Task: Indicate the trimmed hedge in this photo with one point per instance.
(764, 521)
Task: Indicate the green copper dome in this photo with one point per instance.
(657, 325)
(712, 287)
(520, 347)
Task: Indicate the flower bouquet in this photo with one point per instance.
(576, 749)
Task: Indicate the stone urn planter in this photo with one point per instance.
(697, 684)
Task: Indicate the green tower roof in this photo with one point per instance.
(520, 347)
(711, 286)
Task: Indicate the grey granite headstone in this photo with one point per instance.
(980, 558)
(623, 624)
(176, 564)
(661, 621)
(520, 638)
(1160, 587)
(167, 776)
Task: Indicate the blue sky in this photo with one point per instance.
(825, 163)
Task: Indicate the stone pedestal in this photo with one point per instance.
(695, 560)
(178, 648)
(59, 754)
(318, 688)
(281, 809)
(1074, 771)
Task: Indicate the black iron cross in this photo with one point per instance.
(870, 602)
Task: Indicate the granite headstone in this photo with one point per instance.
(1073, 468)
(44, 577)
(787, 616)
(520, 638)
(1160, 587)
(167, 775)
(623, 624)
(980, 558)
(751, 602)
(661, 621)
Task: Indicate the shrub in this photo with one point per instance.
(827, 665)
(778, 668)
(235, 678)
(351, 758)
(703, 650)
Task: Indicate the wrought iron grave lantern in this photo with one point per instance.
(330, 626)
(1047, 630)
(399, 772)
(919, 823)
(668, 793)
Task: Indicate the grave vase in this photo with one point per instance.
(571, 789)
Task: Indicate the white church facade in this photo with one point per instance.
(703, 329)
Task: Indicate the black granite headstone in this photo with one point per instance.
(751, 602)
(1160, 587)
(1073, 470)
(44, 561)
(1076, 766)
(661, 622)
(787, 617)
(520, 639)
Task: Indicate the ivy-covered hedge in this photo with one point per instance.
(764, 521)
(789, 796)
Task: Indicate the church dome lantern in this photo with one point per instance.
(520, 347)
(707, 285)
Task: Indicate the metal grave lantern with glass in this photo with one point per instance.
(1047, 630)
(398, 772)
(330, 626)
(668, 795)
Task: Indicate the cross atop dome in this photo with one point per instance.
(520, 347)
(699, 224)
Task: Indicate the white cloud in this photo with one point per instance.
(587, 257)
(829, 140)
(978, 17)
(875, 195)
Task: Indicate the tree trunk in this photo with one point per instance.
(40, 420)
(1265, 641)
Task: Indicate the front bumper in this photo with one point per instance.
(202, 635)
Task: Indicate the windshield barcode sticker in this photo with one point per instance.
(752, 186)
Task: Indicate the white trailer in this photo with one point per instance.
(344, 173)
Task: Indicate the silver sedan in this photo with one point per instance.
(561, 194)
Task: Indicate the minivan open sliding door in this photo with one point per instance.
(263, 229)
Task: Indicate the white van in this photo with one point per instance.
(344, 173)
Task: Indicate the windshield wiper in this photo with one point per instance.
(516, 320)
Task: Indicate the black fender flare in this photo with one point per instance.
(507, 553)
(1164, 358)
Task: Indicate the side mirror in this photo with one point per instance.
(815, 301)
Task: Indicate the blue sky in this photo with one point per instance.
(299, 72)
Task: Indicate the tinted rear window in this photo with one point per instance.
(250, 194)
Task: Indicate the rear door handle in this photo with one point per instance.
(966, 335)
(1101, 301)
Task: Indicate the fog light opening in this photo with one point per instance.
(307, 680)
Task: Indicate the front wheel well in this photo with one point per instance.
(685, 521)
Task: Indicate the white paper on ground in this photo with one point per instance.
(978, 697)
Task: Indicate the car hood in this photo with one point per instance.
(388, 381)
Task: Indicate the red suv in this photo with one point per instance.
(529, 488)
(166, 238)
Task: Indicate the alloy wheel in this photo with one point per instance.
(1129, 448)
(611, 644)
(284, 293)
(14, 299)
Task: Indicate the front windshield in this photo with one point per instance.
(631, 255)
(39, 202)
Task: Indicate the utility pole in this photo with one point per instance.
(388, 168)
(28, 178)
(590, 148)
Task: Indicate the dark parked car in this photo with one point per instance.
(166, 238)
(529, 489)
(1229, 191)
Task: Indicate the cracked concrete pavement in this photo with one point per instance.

▶ [Requirements]
Convert every one of the lines above into a Markdown table with two columns, Row and Line. Put a row number in Row and the line itself in Line, and leave out any blank lines.

▶ [Complete output]
| Row | Line |
|---|---|
| 1 | Task: Indicate the trimmed hedge in this photo with one point per instance. |
| 2 | (764, 521) |
| 3 | Task: Indicate the green copper dome in this photo with one point per instance. |
| 4 | (657, 325) |
| 5 | (712, 287) |
| 6 | (520, 347) |
| 7 | Task: Indicate the flower bouquet in this photo with one point per instance. |
| 8 | (576, 749) |
| 9 | Task: Indicate the stone urn planter in this photo with one point per instance. |
| 10 | (697, 684) |
| 11 | Task: Indicate the green tower roof in this photo with one point per instance. |
| 12 | (520, 347) |
| 13 | (711, 286) |
| 14 | Task: Indicate the grey granite headstone in this photo with one point per instance. |
| 15 | (980, 558) |
| 16 | (623, 624) |
| 17 | (176, 564) |
| 18 | (661, 621) |
| 19 | (520, 638) |
| 20 | (1160, 587) |
| 21 | (167, 776) |
| 22 | Task: Indicate the blue sky in this photo with one point per instance. |
| 23 | (825, 163) |
| 24 | Task: Indicate the stone pedestal in this photo with one point per instance. |
| 25 | (695, 560) |
| 26 | (178, 648) |
| 27 | (59, 754) |
| 28 | (318, 688) |
| 29 | (281, 809) |
| 30 | (1074, 771) |
| 31 | Task: Indicate the black iron cross in this photo with one point per instance. |
| 32 | (870, 602) |
| 33 | Task: Indicate the granite headstone in this photo with one point per instance. |
| 34 | (1073, 468) |
| 35 | (44, 577) |
| 36 | (787, 616) |
| 37 | (520, 638) |
| 38 | (1160, 587) |
| 39 | (167, 775) |
| 40 | (623, 624) |
| 41 | (980, 558) |
| 42 | (751, 602) |
| 43 | (661, 621) |
| 44 | Task: Indicate the shrub in this photo with one point per instance. |
| 45 | (827, 665) |
| 46 | (778, 668) |
| 47 | (235, 678) |
| 48 | (351, 758) |
| 49 | (703, 650) |
| 50 | Task: Indicate the wrought iron grave lantern in this photo with one point per instance. |
| 51 | (330, 626) |
| 52 | (1047, 630) |
| 53 | (399, 772) |
| 54 | (919, 823) |
| 55 | (668, 793) |
| 56 | Task: Indicate the grave vase in this photo with one point per instance. |
| 57 | (571, 789) |
| 58 | Task: Indicate the white church facade in this photo with one point per instance. |
| 59 | (703, 329) |
| 60 | Task: Indicate the black granite headstone in this photo with one point per instance. |
| 61 | (751, 602) |
| 62 | (1160, 587) |
| 63 | (1073, 470) |
| 64 | (44, 561) |
| 65 | (1076, 766) |
| 66 | (661, 622) |
| 67 | (787, 617) |
| 68 | (520, 639) |
| 69 | Task: Indicate the ivy-covered hedge in this photo with one point per instance. |
| 70 | (764, 521) |
| 71 | (789, 796) |
| 72 | Task: Indicate the church dome lantern in this photo with one point per instance. |
| 73 | (520, 347) |
| 74 | (707, 285) |
| 75 | Task: Indicate the metal grave lantern with glass in this photo with one point per instance. |
| 76 | (1047, 630) |
| 77 | (398, 772) |
| 78 | (330, 626) |
| 79 | (668, 795) |
| 80 | Task: Indicate the cross atop dome in this photo with one point per instance. |
| 81 | (520, 347) |
| 82 | (699, 224) |
| 83 | Task: Indicate the white cloud in this photo with one point per instance. |
| 84 | (587, 257) |
| 85 | (829, 140) |
| 86 | (978, 17) |
| 87 | (875, 195) |
| 88 | Task: Indicate the tree trunk in this photo with one point per instance. |
| 89 | (40, 420) |
| 90 | (1265, 641) |
| 91 | Task: Indicate the front bumper in this photo with one point per instance. |
| 92 | (202, 635) |
| 93 | Task: Indicate the windshield barcode sticker in this photo with one point per instance. |
| 94 | (752, 186) |
| 95 | Task: Indicate the white trailer in this photo with one point per instance. |
| 96 | (344, 173) |
| 97 | Task: Indicate the silver sedan in this photo with one point per instance. |
| 98 | (561, 194) |
| 99 | Task: Indicate the minivan open sliding door in this photo with one point per instance. |
| 100 | (263, 229) |
| 101 | Task: Indicate the white van in this photo with one point per instance. |
| 102 | (344, 173) |
| 103 | Task: Indicate the windshield wiper in this photo with one point per instance. |
| 104 | (516, 320) |
| 105 | Task: Indicate the black fender flare in this photo with one point per instance. |
| 106 | (507, 553) |
| 107 | (1164, 358) |
| 108 | Task: Indicate the side mirror in this photo with one point per instance. |
| 109 | (815, 301) |
| 110 | Task: Indicate the blue sky in this photo with one point per instance. |
| 111 | (299, 72) |
| 112 | Task: Indicate the tinted rear window in this photo with one point per instance. |
| 113 | (250, 194) |
| 114 | Task: Indicate the rear door handle in this photo with one point per instance. |
| 115 | (966, 335) |
| 116 | (1101, 301) |
| 117 | Task: Indicate the fog light opening in this photo with one point per instance. |
| 118 | (307, 680) |
| 119 | Task: Indicate the front wheel well in this photo with one point per instance. |
| 120 | (685, 521) |
| 121 | Task: Indicate the white paper on ground in this photo with one point per instance. |
| 122 | (978, 697) |
| 123 | Task: Indicate the car hood in this photo with one point per instance. |
| 124 | (388, 381) |
| 125 | Task: Indicate the red suv in this photo with one point per instance. |
| 126 | (529, 488) |
| 127 | (166, 238) |
| 128 | Task: Indicate the alloy wheel in this photo with one point per instance. |
| 129 | (1129, 448) |
| 130 | (611, 644) |
| 131 | (284, 293) |
| 132 | (14, 299) |
| 133 | Task: Indicate the front windshield in this photo with one point per instance. |
| 134 | (631, 255) |
| 135 | (39, 202) |
| 136 | Task: Indicate the utility pole in this photo with one point per instance. |
| 137 | (388, 168) |
| 138 | (28, 178) |
| 139 | (590, 148) |
| 140 | Task: Indicate the dark parked car in this photo with one point per instance. |
| 141 | (166, 238) |
| 142 | (529, 489) |
| 143 | (1229, 191) |
| 144 | Task: Indicate the cracked concrete pavement in this photo with one point per instance. |